• **THE EXERCISE**
Below are some records; reproduce every one of them exactly.

• **INPUT**
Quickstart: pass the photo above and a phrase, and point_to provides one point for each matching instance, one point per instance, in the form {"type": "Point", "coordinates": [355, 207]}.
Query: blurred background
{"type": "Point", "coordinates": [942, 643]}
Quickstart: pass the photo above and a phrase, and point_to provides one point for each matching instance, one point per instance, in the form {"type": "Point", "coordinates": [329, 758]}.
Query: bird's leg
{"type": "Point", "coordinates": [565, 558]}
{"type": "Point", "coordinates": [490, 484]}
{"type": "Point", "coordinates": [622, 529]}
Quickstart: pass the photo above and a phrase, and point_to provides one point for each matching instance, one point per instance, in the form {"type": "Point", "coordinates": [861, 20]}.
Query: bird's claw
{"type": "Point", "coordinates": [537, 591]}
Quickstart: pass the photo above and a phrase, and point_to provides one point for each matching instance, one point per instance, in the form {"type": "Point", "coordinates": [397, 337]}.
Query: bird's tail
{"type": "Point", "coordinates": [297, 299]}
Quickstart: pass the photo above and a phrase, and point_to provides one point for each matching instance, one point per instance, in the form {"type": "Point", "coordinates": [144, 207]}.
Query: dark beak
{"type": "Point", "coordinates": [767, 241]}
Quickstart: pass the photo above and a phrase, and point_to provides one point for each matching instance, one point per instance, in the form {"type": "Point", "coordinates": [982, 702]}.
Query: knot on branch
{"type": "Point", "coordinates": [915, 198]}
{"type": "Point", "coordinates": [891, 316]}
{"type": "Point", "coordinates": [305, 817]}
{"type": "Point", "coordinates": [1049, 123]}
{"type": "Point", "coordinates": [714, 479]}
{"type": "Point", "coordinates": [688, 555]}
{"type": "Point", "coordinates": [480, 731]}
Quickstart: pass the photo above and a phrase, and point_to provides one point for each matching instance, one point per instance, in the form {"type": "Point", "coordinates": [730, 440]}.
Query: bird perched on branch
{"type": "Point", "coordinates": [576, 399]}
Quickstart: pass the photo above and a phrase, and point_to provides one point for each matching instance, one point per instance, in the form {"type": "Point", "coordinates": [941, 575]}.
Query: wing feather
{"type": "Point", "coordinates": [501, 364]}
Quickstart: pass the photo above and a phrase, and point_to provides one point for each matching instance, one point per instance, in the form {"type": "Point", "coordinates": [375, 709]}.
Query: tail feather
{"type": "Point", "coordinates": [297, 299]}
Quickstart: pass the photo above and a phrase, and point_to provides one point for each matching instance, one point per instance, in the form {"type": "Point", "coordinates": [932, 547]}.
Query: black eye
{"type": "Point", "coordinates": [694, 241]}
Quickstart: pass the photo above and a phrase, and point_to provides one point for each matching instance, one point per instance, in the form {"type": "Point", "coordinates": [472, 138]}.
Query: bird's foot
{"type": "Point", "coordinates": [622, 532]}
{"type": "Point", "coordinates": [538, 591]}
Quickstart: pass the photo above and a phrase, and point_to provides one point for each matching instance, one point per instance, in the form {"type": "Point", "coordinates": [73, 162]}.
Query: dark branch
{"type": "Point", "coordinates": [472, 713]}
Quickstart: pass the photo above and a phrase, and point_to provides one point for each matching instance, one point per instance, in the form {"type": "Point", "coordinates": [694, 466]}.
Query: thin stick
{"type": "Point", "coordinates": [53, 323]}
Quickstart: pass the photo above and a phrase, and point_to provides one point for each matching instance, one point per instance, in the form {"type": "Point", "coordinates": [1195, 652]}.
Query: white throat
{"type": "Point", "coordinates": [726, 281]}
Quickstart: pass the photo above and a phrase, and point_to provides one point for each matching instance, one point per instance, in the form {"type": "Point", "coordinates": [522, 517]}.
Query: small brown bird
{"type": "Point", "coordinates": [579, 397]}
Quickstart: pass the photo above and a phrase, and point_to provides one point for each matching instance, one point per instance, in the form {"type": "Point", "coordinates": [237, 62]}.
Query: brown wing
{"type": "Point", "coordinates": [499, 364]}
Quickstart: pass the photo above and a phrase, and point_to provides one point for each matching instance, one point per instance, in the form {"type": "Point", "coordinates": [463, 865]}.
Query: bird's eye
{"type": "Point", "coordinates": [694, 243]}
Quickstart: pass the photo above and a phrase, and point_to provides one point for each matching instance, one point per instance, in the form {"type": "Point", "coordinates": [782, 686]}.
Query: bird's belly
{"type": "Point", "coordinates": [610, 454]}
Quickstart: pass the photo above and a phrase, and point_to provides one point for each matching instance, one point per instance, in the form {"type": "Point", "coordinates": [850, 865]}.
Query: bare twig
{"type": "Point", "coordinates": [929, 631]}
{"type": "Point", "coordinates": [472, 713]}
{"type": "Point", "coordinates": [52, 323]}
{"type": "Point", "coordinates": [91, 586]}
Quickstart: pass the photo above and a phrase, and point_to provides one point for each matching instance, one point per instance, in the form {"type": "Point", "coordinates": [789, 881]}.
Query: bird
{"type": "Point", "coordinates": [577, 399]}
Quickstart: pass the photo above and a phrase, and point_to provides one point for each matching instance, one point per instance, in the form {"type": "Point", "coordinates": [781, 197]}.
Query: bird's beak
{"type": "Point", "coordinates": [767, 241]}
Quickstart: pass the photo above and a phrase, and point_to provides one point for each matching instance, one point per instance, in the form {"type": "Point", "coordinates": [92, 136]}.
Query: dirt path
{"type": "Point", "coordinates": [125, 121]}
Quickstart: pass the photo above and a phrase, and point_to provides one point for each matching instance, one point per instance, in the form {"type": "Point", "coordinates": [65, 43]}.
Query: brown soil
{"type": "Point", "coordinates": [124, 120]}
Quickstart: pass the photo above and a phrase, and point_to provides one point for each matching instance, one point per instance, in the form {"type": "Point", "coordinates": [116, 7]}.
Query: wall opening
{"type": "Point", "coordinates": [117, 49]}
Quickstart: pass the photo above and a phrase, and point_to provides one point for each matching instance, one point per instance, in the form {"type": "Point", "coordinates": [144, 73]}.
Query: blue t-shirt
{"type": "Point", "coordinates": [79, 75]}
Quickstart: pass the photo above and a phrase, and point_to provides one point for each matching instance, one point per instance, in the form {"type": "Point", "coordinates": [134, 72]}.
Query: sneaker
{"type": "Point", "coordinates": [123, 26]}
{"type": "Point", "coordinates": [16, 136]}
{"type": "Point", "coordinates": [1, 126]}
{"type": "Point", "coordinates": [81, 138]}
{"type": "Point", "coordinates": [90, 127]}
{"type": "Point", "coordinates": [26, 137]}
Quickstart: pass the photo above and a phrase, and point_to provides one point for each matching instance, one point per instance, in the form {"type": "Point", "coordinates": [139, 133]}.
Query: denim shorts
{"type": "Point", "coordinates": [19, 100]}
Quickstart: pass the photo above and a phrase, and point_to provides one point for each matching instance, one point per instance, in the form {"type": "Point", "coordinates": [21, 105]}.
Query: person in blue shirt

• **CORRECT RESULT**
Quickstart: pass the photo above and a phrase, and point_to provides one point for each matching instance, one point per instance, in the form {"type": "Point", "coordinates": [355, 207]}.
Query: blurred background
{"type": "Point", "coordinates": [942, 643]}
Quickstart: pass the photo above and a phrase, and point_to provides one point for each matching instance, one point per instance, in the form {"type": "Point", "coordinates": [329, 758]}.
Query: bird's leg
{"type": "Point", "coordinates": [565, 558]}
{"type": "Point", "coordinates": [490, 484]}
{"type": "Point", "coordinates": [622, 529]}
Quickstart: pass the photo above and a phrase, and point_to provides one point for each matching instance, one point per instance, in the form {"type": "Point", "coordinates": [861, 20]}.
Query: bird's claw
{"type": "Point", "coordinates": [537, 591]}
Quickstart: pass the photo above and a phrase, and point_to provides one point for each matching instance, one point per instance, in the form {"type": "Point", "coordinates": [397, 337]}.
Query: bird's tail
{"type": "Point", "coordinates": [297, 299]}
Quickstart: pass the photo above and a phrase, and point_to provides one point for each matching instance, one point per instance, in the form {"type": "Point", "coordinates": [144, 207]}.
Query: dark beak
{"type": "Point", "coordinates": [767, 241]}
Quickstart: pass the photo above and a phrase, and point_to provides one point for each matching instance, one point per instance, in the form {"type": "Point", "coordinates": [982, 702]}.
Query: knot on branch
{"type": "Point", "coordinates": [915, 198]}
{"type": "Point", "coordinates": [891, 316]}
{"type": "Point", "coordinates": [305, 817]}
{"type": "Point", "coordinates": [1049, 123]}
{"type": "Point", "coordinates": [714, 479]}
{"type": "Point", "coordinates": [688, 555]}
{"type": "Point", "coordinates": [480, 731]}
Quickstart: pass the photo above and a phrase, and point_to provides one point for each matching instance, one point per instance, in the form {"type": "Point", "coordinates": [730, 440]}.
Query: bird perched on branch
{"type": "Point", "coordinates": [576, 399]}
Quickstart: pass the photo above and a phrase, and point_to provides one point for each matching instance, one point per instance, in the form {"type": "Point", "coordinates": [941, 575]}.
Query: wing feather
{"type": "Point", "coordinates": [501, 364]}
Quickstart: pass the photo above and a phrase, and point_to provides one point for each matching instance, one point per instance, in the form {"type": "Point", "coordinates": [375, 709]}.
Query: tail feather
{"type": "Point", "coordinates": [297, 299]}
Quickstart: pass the photo above and a phrase, and point_to provides one point for each matching instance, one point per instance, in the form {"type": "Point", "coordinates": [932, 547]}.
Query: black eye
{"type": "Point", "coordinates": [694, 241]}
Quickstart: pass the photo above and a phrase, and point_to provides one point for each matching instance, one point per instance, in the form {"type": "Point", "coordinates": [472, 138]}.
Query: bird's foot
{"type": "Point", "coordinates": [622, 532]}
{"type": "Point", "coordinates": [538, 591]}
Quickstart: pass the photo above and a phrase, and point_to provides one point for each matching instance, one point per instance, in the form {"type": "Point", "coordinates": [73, 162]}.
Query: dark branch
{"type": "Point", "coordinates": [472, 713]}
Quickstart: pass the photo above and a phrase, and point_to provides one point for each matching instance, one point per instance, in the form {"type": "Point", "coordinates": [694, 466]}.
Query: thin stick
{"type": "Point", "coordinates": [53, 323]}
Quickstart: pass the photo above and a phrase, and point_to provides one point for each matching instance, one point per instance, in the form {"type": "Point", "coordinates": [1195, 652]}.
Query: white throat
{"type": "Point", "coordinates": [726, 281]}
Quickstart: pass the photo above and a phrase, and point_to provides one point for each matching instance, one point per instance, in the form {"type": "Point", "coordinates": [522, 517]}.
Query: small brown bird
{"type": "Point", "coordinates": [579, 397]}
Quickstart: pass the photo above and a phrase, and point_to provides one point for each matching instance, one point per instance, in the form {"type": "Point", "coordinates": [237, 62]}.
Query: brown wing
{"type": "Point", "coordinates": [499, 364]}
Quickstart: pass the photo above and a phrase, and point_to provides one point for each matching instance, one point per instance, in the form {"type": "Point", "coordinates": [463, 865]}.
Query: bird's eye
{"type": "Point", "coordinates": [694, 243]}
Quickstart: pass the photo above and a phrase, and point_to provides one point for each matching instance, one point per instance, in the form {"type": "Point", "coordinates": [782, 686]}.
Query: bird's belly
{"type": "Point", "coordinates": [610, 454]}
Quickstart: pass the photo above and a phrase, and point_to provides one point for each matching instance, one point per instance, in the form {"type": "Point", "coordinates": [850, 865]}.
Query: bare twig
{"type": "Point", "coordinates": [929, 631]}
{"type": "Point", "coordinates": [472, 713]}
{"type": "Point", "coordinates": [52, 323]}
{"type": "Point", "coordinates": [91, 586]}
Quickstart: pass the photo above and a phrase, and point_to provides one point for each matching instance, one point per instance, in the form {"type": "Point", "coordinates": [789, 881]}.
Query: bird
{"type": "Point", "coordinates": [577, 399]}
Quickstart: pass the photo above and a phrase, and point_to provides one point for each matching instance, one point per instance, in the form {"type": "Point", "coordinates": [781, 197]}.
Query: bird's beak
{"type": "Point", "coordinates": [767, 241]}
Quickstart: pass the photo above and a phrase, and point_to provides one point for each matching instance, one point per instance, in the form {"type": "Point", "coordinates": [92, 136]}.
Query: dirt path
{"type": "Point", "coordinates": [125, 121]}
Quickstart: pass the photo above and a phrase, and point_to provides one point for each matching instance, one point per instance, in the form {"type": "Point", "coordinates": [65, 43]}.
Query: brown soil
{"type": "Point", "coordinates": [124, 120]}
Quickstart: pass the photo above and a phrase, and point_to provides one point for each matching instance, one point per instance, in the form {"type": "Point", "coordinates": [116, 7]}.
Query: wall opening
{"type": "Point", "coordinates": [117, 49]}
Quickstart: pass the photo above and a phrase, and point_to provides one point for each matching instance, one point per instance, in the form {"type": "Point", "coordinates": [144, 73]}.
Query: blue t-shirt
{"type": "Point", "coordinates": [79, 75]}
Quickstart: pass the photo above and a phrase, and point_to provides one point for each matching instance, one point per instance, in the form {"type": "Point", "coordinates": [134, 72]}.
Query: sneaker
{"type": "Point", "coordinates": [123, 26]}
{"type": "Point", "coordinates": [16, 136]}
{"type": "Point", "coordinates": [1, 126]}
{"type": "Point", "coordinates": [81, 138]}
{"type": "Point", "coordinates": [90, 127]}
{"type": "Point", "coordinates": [26, 137]}
Quickstart: pass the photo above and a phrase, and point_to provides one point for each matching instance, one point per instance, in the form {"type": "Point", "coordinates": [139, 133]}.
Query: denim shorts
{"type": "Point", "coordinates": [19, 100]}
Quickstart: pass the photo above and a phrase, and point_to provides one point for each matching instance, one point per instance, in the form {"type": "Point", "coordinates": [21, 105]}.
Query: person in blue shirt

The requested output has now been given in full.